◆ YOUR TASK ◆
Across the entries that follow, count each line holding "bare" and state the total alone.

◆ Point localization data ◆
- - - -

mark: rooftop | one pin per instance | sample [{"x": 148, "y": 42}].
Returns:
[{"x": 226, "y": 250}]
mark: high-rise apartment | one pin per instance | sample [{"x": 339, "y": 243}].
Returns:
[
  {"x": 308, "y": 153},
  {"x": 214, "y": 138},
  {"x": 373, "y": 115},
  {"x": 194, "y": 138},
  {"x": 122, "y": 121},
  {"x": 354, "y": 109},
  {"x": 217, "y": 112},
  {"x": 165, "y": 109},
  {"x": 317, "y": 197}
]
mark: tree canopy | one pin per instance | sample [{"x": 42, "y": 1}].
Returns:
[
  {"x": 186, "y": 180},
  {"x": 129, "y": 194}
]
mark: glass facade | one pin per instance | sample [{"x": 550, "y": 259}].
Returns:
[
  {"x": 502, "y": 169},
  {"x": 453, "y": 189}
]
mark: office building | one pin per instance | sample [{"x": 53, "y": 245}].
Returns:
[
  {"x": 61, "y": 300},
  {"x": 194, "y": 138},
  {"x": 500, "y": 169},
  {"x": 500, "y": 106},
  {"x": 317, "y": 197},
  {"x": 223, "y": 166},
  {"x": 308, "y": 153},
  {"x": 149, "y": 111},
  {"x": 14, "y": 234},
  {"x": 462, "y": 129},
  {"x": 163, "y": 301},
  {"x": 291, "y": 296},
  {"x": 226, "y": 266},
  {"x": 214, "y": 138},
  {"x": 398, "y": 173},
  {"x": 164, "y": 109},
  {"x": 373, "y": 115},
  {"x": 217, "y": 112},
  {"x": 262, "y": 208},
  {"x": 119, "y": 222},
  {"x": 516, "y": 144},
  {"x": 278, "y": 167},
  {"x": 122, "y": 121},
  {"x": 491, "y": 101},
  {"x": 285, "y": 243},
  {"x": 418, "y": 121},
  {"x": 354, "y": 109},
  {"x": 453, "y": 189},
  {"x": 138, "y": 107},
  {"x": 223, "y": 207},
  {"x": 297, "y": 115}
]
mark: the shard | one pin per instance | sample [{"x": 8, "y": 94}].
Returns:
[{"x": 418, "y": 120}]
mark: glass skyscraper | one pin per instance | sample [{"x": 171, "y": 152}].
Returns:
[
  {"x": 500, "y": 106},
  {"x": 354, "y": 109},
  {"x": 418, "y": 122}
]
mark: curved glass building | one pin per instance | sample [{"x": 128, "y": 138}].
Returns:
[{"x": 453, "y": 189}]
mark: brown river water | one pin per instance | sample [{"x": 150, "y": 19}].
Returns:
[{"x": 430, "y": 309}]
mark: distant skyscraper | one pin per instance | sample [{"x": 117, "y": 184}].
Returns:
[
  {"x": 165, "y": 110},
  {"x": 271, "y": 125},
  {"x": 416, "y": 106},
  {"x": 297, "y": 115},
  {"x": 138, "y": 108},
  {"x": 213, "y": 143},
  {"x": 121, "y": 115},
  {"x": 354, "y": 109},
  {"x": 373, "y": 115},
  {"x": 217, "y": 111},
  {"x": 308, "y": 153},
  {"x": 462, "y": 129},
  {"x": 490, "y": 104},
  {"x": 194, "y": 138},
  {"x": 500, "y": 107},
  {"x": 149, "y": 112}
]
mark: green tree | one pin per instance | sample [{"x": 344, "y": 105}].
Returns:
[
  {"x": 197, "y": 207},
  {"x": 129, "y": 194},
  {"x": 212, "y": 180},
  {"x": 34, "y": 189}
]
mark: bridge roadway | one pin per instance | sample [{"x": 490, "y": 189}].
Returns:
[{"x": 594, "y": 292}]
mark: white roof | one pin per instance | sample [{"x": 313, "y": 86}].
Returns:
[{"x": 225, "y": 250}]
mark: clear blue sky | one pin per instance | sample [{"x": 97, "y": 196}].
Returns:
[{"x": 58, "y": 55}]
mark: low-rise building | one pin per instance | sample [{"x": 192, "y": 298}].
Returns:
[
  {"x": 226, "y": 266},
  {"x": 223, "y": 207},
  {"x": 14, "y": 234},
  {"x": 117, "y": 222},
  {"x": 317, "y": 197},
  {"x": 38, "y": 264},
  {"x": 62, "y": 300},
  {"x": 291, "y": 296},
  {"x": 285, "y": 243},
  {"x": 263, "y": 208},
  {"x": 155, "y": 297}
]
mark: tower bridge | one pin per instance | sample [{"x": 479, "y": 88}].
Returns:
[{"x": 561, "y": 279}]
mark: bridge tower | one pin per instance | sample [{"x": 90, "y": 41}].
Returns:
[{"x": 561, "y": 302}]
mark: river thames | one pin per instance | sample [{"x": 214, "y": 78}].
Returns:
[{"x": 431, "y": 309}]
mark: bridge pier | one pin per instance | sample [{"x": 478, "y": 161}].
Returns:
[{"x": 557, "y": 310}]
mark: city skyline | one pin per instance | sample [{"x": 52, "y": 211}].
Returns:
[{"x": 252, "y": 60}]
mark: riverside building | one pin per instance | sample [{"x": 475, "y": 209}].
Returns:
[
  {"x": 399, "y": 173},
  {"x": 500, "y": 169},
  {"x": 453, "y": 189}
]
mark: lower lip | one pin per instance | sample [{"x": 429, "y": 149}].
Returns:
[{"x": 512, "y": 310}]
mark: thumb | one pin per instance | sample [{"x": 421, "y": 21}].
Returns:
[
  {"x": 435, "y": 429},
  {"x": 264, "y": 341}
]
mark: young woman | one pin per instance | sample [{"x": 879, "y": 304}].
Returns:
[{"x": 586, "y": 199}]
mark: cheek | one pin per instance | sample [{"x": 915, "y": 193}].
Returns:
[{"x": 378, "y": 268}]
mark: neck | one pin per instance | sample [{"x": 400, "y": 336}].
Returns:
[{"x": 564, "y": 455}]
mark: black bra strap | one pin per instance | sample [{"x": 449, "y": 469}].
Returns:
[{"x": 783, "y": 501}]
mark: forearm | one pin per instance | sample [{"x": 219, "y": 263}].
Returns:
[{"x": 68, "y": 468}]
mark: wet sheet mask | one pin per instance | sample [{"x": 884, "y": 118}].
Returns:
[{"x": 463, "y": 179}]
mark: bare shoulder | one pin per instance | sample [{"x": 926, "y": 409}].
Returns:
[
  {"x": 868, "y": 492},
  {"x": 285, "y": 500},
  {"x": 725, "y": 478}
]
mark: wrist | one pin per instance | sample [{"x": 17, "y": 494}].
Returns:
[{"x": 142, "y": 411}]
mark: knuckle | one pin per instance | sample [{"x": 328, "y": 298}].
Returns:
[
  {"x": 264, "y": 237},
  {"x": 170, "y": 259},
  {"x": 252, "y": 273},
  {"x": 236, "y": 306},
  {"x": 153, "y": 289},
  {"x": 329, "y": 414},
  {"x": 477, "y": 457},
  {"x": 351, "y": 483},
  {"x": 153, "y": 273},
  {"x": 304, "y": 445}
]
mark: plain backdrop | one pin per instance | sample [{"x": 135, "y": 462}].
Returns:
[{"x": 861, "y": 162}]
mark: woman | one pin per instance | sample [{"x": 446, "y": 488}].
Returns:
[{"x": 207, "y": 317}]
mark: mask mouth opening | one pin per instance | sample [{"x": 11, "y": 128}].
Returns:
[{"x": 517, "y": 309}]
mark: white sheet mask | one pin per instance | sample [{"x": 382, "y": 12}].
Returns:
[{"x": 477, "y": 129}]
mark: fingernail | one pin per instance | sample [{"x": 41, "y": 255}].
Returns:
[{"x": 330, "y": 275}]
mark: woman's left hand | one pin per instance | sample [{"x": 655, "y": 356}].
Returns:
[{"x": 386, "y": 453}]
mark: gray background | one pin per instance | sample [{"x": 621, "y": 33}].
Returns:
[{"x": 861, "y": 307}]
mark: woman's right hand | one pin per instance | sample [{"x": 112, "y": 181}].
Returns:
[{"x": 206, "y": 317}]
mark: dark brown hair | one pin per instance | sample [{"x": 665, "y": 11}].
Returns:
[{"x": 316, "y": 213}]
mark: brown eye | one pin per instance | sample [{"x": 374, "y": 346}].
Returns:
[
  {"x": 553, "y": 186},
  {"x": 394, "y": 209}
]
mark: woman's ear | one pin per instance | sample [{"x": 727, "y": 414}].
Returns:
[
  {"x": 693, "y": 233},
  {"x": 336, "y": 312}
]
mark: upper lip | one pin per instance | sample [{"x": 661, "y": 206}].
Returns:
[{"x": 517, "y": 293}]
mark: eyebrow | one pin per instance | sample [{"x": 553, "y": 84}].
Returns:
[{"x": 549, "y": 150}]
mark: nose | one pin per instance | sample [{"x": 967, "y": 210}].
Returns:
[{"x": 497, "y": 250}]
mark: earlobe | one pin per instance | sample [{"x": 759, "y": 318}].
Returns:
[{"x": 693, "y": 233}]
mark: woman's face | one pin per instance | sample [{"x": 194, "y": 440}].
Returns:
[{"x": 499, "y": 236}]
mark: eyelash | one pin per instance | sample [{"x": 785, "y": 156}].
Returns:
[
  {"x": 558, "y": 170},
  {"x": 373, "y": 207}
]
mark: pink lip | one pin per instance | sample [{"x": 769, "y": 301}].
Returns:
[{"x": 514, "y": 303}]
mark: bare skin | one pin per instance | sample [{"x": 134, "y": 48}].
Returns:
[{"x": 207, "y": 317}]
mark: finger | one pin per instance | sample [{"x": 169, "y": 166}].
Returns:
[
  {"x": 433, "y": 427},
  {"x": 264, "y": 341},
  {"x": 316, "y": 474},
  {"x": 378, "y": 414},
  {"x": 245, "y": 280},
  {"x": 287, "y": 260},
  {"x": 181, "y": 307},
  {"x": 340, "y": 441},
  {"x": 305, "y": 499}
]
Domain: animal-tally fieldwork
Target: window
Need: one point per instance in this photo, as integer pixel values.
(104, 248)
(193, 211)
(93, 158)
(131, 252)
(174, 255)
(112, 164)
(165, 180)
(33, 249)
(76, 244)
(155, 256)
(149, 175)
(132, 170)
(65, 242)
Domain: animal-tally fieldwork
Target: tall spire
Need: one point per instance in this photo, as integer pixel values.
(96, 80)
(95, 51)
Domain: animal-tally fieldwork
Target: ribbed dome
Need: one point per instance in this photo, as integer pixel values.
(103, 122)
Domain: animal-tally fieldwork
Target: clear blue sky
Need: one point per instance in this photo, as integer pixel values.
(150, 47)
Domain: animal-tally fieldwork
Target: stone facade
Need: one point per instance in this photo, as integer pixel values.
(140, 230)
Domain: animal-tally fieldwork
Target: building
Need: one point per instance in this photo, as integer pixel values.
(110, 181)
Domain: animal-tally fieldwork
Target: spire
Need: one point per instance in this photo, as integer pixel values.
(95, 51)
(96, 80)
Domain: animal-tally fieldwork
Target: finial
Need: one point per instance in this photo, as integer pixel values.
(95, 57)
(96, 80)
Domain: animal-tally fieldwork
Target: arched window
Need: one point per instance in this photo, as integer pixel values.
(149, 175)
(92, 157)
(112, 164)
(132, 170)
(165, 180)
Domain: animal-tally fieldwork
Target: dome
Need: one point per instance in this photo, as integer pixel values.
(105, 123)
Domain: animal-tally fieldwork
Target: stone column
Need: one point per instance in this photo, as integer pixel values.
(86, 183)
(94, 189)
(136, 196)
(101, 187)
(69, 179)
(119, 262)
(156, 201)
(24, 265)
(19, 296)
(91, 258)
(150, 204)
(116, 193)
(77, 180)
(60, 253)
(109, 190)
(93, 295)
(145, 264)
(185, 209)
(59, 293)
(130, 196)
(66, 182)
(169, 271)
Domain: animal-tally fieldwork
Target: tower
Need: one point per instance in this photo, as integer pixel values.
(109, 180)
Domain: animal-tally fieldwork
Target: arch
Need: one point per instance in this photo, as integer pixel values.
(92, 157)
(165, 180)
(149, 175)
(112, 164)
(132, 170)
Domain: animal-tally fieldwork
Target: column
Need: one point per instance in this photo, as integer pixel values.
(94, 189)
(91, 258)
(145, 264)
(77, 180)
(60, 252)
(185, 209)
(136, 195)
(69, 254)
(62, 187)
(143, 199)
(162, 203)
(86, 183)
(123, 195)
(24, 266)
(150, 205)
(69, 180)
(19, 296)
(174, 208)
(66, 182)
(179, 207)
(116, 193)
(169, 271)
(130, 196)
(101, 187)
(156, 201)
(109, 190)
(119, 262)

- - - -

◆ RESULT BELOW ◆
2